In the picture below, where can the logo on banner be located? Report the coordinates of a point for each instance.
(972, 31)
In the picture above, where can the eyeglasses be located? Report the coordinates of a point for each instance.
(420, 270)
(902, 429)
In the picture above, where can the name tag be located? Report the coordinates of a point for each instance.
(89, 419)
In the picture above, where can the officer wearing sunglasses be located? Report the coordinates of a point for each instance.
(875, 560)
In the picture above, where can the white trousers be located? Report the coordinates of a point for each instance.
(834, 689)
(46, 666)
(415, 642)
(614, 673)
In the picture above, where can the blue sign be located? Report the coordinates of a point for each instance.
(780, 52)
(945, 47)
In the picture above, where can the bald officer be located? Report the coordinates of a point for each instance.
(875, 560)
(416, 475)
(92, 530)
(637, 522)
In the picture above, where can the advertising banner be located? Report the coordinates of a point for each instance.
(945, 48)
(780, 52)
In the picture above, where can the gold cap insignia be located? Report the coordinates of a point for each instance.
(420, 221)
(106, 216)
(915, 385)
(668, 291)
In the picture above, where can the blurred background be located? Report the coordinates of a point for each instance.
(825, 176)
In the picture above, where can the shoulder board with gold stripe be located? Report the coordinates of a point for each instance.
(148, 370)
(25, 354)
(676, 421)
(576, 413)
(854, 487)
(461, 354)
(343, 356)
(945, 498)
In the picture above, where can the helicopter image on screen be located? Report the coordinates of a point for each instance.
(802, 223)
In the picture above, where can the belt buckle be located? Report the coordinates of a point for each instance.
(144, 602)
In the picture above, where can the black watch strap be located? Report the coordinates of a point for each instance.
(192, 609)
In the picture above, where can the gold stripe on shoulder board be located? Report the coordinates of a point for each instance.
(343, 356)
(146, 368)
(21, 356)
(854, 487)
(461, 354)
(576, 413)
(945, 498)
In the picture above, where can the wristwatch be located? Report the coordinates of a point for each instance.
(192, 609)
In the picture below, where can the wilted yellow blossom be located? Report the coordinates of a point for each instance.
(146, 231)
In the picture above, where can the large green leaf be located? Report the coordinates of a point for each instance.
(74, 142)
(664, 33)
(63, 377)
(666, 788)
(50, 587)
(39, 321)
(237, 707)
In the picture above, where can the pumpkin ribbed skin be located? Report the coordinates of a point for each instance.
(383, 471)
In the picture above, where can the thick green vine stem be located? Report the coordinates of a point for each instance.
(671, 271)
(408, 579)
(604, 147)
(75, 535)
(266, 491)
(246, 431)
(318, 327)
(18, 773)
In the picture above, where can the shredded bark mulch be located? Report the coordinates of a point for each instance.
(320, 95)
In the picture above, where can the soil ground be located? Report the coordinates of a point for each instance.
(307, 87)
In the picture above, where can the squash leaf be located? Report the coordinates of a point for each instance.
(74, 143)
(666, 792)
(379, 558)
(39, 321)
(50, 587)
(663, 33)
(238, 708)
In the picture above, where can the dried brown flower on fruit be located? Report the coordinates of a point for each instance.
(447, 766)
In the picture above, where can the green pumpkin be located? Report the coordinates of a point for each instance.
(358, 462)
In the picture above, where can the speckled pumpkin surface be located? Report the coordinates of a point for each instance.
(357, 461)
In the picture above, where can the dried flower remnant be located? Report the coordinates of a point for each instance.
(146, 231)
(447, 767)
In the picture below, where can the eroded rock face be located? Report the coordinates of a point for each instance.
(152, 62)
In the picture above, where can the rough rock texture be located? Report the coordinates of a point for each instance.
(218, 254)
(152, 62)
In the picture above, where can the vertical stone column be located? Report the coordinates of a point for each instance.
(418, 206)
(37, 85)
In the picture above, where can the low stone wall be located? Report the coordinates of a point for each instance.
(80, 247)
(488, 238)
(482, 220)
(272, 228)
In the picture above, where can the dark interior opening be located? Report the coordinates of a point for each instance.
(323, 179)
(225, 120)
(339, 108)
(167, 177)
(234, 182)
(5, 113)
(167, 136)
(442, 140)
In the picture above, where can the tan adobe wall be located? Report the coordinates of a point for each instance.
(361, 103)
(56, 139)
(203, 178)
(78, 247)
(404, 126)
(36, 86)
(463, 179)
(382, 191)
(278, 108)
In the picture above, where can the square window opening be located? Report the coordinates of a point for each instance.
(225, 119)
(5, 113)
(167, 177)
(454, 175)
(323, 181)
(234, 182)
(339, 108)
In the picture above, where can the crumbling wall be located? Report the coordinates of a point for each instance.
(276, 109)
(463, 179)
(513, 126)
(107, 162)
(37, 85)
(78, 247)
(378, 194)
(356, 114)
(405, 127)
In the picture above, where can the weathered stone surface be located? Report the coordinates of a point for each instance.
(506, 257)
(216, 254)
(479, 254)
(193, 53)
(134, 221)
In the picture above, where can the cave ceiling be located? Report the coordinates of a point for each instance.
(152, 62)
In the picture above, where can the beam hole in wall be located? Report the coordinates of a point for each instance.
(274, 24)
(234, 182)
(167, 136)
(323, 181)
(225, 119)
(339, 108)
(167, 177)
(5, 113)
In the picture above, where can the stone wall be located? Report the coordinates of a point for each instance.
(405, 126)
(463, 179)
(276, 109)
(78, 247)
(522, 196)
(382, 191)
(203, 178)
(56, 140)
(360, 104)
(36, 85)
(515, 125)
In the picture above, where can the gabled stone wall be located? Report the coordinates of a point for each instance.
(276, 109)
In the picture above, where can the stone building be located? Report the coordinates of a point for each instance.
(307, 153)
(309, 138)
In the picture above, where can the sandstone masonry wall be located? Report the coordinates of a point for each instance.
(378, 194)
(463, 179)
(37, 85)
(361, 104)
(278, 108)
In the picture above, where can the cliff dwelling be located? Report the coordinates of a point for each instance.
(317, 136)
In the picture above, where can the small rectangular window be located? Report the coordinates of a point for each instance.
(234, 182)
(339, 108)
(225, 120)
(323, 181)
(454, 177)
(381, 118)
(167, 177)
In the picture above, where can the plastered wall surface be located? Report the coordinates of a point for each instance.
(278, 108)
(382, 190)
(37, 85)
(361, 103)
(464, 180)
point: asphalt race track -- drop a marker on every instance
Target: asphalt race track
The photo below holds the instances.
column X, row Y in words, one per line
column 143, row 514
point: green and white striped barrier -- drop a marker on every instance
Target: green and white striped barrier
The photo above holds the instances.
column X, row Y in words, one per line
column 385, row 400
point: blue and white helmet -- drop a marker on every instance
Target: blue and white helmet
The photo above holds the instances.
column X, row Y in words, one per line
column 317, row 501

※

## [How to complete this task]
In the records above, collect each line with "asphalt".

## [Written answer]
point: asphalt race track -- drop a marker on every instance
Target: asphalt race track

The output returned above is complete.